:: DATA TO PROCESS ::
★ ★ ★ ★ ★ ★ ★

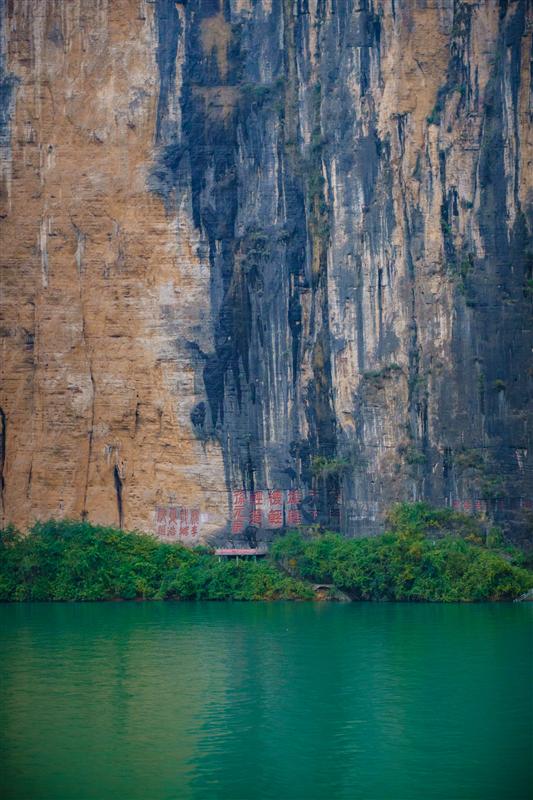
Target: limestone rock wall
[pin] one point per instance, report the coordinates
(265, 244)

★ ★ ★ ★ ★ ★ ★

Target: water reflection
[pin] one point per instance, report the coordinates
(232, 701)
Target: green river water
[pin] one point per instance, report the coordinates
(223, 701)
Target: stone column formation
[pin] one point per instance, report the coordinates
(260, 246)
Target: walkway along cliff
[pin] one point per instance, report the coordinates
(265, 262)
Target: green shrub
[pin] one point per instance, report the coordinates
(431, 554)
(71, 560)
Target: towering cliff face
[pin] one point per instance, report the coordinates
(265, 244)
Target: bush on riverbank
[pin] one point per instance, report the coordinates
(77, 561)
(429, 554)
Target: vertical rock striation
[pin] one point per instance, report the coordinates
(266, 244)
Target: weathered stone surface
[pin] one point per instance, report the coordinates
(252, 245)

★ ★ ★ ★ ★ ★ ★

:: TASK DESCRIPTION ::
Identify every line in the rows above that contains the word "water", and copy each of those lines. Case counts.

:: CORRECT ANSWER ::
Target: water reflection
Target: green river water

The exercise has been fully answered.